Could you repeat the records below exactly as written?

*** Opening Data for the task ***

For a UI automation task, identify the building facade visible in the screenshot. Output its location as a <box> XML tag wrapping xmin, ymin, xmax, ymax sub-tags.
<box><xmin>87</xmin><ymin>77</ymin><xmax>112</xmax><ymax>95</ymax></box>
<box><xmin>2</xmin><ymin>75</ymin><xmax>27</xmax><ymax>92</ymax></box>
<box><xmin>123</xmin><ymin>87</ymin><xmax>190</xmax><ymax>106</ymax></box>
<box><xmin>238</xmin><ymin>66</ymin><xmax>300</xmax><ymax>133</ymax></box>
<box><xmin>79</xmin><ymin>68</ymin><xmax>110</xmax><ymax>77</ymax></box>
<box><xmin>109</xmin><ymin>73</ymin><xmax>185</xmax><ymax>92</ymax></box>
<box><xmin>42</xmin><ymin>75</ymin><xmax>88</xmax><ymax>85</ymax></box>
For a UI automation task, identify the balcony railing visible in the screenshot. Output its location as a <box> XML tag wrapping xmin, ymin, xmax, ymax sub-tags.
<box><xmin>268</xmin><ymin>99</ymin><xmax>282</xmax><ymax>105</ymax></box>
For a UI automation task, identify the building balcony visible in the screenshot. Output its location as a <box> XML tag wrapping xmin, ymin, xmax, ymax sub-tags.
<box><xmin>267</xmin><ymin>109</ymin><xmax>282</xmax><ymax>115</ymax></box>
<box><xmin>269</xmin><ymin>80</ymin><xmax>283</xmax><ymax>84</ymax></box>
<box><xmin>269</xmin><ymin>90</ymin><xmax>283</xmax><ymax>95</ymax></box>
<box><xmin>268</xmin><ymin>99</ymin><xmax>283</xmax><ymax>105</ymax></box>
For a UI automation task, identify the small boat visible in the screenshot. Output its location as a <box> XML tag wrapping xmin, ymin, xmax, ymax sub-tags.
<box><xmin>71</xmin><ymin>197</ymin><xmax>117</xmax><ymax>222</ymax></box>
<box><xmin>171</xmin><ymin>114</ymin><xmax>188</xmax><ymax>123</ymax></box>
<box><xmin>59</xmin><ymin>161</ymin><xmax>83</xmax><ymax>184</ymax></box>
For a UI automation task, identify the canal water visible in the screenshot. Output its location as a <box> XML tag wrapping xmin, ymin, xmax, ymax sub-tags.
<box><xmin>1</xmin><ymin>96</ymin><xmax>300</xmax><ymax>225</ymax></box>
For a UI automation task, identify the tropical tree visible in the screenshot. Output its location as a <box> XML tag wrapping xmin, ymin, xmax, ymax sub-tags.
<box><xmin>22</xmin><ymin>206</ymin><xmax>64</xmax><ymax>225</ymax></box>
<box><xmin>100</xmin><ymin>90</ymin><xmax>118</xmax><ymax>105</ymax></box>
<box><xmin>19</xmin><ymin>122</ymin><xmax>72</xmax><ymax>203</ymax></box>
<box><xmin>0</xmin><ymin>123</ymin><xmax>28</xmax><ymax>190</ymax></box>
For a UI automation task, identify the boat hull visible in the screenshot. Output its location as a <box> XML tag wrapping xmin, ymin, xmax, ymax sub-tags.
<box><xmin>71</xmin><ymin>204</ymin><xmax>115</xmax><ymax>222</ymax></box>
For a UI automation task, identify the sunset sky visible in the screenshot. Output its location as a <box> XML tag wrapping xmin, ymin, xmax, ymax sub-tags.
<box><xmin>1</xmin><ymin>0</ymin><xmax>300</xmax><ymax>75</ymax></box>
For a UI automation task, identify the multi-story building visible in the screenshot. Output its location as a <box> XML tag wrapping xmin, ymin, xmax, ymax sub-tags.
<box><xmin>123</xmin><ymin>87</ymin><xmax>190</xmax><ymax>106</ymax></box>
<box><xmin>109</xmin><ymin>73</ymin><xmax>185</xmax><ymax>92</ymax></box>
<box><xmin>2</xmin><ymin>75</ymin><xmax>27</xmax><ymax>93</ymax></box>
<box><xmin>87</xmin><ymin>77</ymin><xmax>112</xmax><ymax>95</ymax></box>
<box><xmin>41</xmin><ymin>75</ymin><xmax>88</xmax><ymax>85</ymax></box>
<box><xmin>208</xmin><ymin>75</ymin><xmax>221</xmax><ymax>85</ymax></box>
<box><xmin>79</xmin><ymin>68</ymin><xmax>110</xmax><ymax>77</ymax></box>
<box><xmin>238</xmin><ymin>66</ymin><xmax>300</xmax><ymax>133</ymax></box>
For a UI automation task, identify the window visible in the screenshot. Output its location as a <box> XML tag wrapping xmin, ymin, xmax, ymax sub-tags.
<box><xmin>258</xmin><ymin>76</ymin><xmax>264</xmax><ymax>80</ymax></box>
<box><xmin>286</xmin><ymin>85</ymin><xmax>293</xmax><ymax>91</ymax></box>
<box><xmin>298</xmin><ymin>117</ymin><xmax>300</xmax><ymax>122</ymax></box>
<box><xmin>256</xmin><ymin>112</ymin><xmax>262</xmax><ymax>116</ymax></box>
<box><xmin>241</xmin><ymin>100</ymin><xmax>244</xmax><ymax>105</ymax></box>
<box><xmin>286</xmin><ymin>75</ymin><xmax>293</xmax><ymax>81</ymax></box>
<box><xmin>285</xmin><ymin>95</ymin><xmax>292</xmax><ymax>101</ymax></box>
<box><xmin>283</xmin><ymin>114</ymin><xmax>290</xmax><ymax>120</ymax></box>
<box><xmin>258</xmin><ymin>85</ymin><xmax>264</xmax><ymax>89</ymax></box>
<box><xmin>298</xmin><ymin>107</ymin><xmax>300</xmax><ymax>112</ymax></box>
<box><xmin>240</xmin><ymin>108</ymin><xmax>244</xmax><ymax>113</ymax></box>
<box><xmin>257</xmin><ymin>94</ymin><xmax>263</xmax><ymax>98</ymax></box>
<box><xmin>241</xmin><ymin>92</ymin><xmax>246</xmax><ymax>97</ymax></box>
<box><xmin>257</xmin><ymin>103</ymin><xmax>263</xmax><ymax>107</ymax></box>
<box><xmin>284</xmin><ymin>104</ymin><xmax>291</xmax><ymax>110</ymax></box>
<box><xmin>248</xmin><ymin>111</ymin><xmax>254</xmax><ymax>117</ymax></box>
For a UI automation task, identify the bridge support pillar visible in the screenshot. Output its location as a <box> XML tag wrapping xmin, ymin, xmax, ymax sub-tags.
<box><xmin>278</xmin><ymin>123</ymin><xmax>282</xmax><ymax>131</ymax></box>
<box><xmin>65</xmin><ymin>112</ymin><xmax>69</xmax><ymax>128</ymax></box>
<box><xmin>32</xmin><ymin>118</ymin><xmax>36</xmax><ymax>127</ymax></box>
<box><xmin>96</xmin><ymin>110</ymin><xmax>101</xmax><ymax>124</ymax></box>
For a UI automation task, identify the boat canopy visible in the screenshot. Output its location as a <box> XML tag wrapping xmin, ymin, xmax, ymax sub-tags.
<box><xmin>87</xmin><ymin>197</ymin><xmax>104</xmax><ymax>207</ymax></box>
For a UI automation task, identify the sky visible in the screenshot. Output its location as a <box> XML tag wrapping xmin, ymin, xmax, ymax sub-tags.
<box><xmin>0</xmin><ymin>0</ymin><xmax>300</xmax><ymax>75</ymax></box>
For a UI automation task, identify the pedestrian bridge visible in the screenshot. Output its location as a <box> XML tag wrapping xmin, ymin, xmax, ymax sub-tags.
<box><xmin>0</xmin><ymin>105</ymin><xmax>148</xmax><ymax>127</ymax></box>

*** Closing Data for the task ***

* Problem solution
For a UI automation task, identify the building facade visible in the screenshot. Output its location as a <box> XML tag wrapping xmin, ymin, xmax, ymax sub-tags.
<box><xmin>87</xmin><ymin>77</ymin><xmax>112</xmax><ymax>95</ymax></box>
<box><xmin>2</xmin><ymin>75</ymin><xmax>27</xmax><ymax>92</ymax></box>
<box><xmin>123</xmin><ymin>87</ymin><xmax>190</xmax><ymax>106</ymax></box>
<box><xmin>238</xmin><ymin>66</ymin><xmax>300</xmax><ymax>133</ymax></box>
<box><xmin>79</xmin><ymin>68</ymin><xmax>110</xmax><ymax>77</ymax></box>
<box><xmin>109</xmin><ymin>73</ymin><xmax>185</xmax><ymax>92</ymax></box>
<box><xmin>42</xmin><ymin>75</ymin><xmax>88</xmax><ymax>85</ymax></box>
For a UI automation task, identify the balcony railing visible in the screenshot. Output its location as a <box> XML tag wrapping xmin, ymin, xmax, ymax sub-tags.
<box><xmin>268</xmin><ymin>99</ymin><xmax>282</xmax><ymax>105</ymax></box>
For a UI automation task, identify the building balcony visible in the screenshot. Output its location as a <box> XML tag wrapping xmin, ymin, xmax, ymax sub-tags.
<box><xmin>267</xmin><ymin>109</ymin><xmax>282</xmax><ymax>115</ymax></box>
<box><xmin>269</xmin><ymin>80</ymin><xmax>283</xmax><ymax>84</ymax></box>
<box><xmin>269</xmin><ymin>90</ymin><xmax>283</xmax><ymax>95</ymax></box>
<box><xmin>268</xmin><ymin>99</ymin><xmax>283</xmax><ymax>105</ymax></box>
For a UI automation task, identify the small boat visible in the screenshot. Output its location as a <box> XML tag wrapping xmin, ymin, xmax, ymax sub-tags.
<box><xmin>71</xmin><ymin>197</ymin><xmax>117</xmax><ymax>222</ymax></box>
<box><xmin>171</xmin><ymin>114</ymin><xmax>188</xmax><ymax>123</ymax></box>
<box><xmin>59</xmin><ymin>161</ymin><xmax>83</xmax><ymax>184</ymax></box>
For a UI automation task, identify the canal water visible in the screenshot. Output its location as a <box> XML tag wrapping xmin, ymin, xmax, ymax sub-tags.
<box><xmin>1</xmin><ymin>96</ymin><xmax>300</xmax><ymax>225</ymax></box>
For a UI automation task, identify the tropical tree visible in the screenshot. Output its location as a <box> XML tag wrapping xmin, ymin, xmax, ymax sub-tags.
<box><xmin>22</xmin><ymin>206</ymin><xmax>64</xmax><ymax>225</ymax></box>
<box><xmin>100</xmin><ymin>90</ymin><xmax>118</xmax><ymax>105</ymax></box>
<box><xmin>19</xmin><ymin>122</ymin><xmax>72</xmax><ymax>203</ymax></box>
<box><xmin>0</xmin><ymin>123</ymin><xmax>28</xmax><ymax>190</ymax></box>
For a UI automation task, identify the boat hull visible in the screenshot. Output its location as a <box> XML tag wrapping xmin, ymin, xmax, ymax sub-tags.
<box><xmin>71</xmin><ymin>204</ymin><xmax>115</xmax><ymax>222</ymax></box>
For a UI automation task, identify the sunset sky visible in the screenshot. Output its location as a <box> XML tag wrapping xmin, ymin, xmax, ymax sub-tags.
<box><xmin>1</xmin><ymin>0</ymin><xmax>300</xmax><ymax>75</ymax></box>
For a UI automation task, identify the multi-story building visible in the screenshot. Output its location as a <box> XML tag wrapping xmin, ymin, xmax, ymax sub-tags.
<box><xmin>123</xmin><ymin>87</ymin><xmax>190</xmax><ymax>106</ymax></box>
<box><xmin>109</xmin><ymin>73</ymin><xmax>185</xmax><ymax>92</ymax></box>
<box><xmin>2</xmin><ymin>75</ymin><xmax>27</xmax><ymax>93</ymax></box>
<box><xmin>87</xmin><ymin>77</ymin><xmax>112</xmax><ymax>95</ymax></box>
<box><xmin>41</xmin><ymin>75</ymin><xmax>88</xmax><ymax>85</ymax></box>
<box><xmin>208</xmin><ymin>75</ymin><xmax>221</xmax><ymax>85</ymax></box>
<box><xmin>79</xmin><ymin>68</ymin><xmax>110</xmax><ymax>77</ymax></box>
<box><xmin>238</xmin><ymin>66</ymin><xmax>300</xmax><ymax>133</ymax></box>
For a UI automation task, identify the window visible in the screenshot. Output its location as a <box> XML tag wrapping xmin, ymin, xmax, ymax sub-tags.
<box><xmin>258</xmin><ymin>76</ymin><xmax>264</xmax><ymax>80</ymax></box>
<box><xmin>286</xmin><ymin>85</ymin><xmax>293</xmax><ymax>91</ymax></box>
<box><xmin>298</xmin><ymin>117</ymin><xmax>300</xmax><ymax>122</ymax></box>
<box><xmin>256</xmin><ymin>112</ymin><xmax>262</xmax><ymax>116</ymax></box>
<box><xmin>241</xmin><ymin>100</ymin><xmax>244</xmax><ymax>105</ymax></box>
<box><xmin>286</xmin><ymin>75</ymin><xmax>293</xmax><ymax>81</ymax></box>
<box><xmin>285</xmin><ymin>95</ymin><xmax>292</xmax><ymax>101</ymax></box>
<box><xmin>283</xmin><ymin>114</ymin><xmax>290</xmax><ymax>120</ymax></box>
<box><xmin>258</xmin><ymin>85</ymin><xmax>264</xmax><ymax>89</ymax></box>
<box><xmin>298</xmin><ymin>107</ymin><xmax>300</xmax><ymax>112</ymax></box>
<box><xmin>240</xmin><ymin>108</ymin><xmax>244</xmax><ymax>113</ymax></box>
<box><xmin>257</xmin><ymin>94</ymin><xmax>263</xmax><ymax>98</ymax></box>
<box><xmin>241</xmin><ymin>92</ymin><xmax>246</xmax><ymax>97</ymax></box>
<box><xmin>257</xmin><ymin>103</ymin><xmax>263</xmax><ymax>107</ymax></box>
<box><xmin>284</xmin><ymin>104</ymin><xmax>291</xmax><ymax>110</ymax></box>
<box><xmin>248</xmin><ymin>111</ymin><xmax>254</xmax><ymax>117</ymax></box>
For a UI automation task, identify the bridge support pillar visible in the screenshot. Output its location as a <box> XML tag wrapping xmin, ymin, xmax, ymax sub-tags.
<box><xmin>278</xmin><ymin>123</ymin><xmax>282</xmax><ymax>131</ymax></box>
<box><xmin>65</xmin><ymin>112</ymin><xmax>69</xmax><ymax>128</ymax></box>
<box><xmin>32</xmin><ymin>118</ymin><xmax>36</xmax><ymax>127</ymax></box>
<box><xmin>96</xmin><ymin>110</ymin><xmax>101</xmax><ymax>124</ymax></box>
For a UI automation task, identify the boat canopy visible in the screenshot. Output its location as a <box> XML tag wrapping xmin, ymin, xmax, ymax sub-tags.
<box><xmin>87</xmin><ymin>197</ymin><xmax>104</xmax><ymax>207</ymax></box>
For a UI automation task, identify the sky visible in the screenshot. Output its location as a <box> XML tag wrapping xmin, ymin, xmax, ymax sub-tags.
<box><xmin>0</xmin><ymin>0</ymin><xmax>300</xmax><ymax>75</ymax></box>
For a UI automation task, identify the pedestrian bridge visible in the screenshot. Output its location as a <box> XML tag wrapping xmin, ymin, xmax, ymax sub-tags.
<box><xmin>0</xmin><ymin>105</ymin><xmax>148</xmax><ymax>127</ymax></box>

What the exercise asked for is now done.